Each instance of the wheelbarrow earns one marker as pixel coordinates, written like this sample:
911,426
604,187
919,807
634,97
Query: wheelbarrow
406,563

++++

**REQUIREMENT:** Using the listing above, print every entry verbatim.

**EXPECTED ANSWER:**
Each instance of the wheelbarrow earns one marker as pixel coordinates, written like this sample:
911,426
604,187
919,807
634,97
Query: wheelbarrow
406,563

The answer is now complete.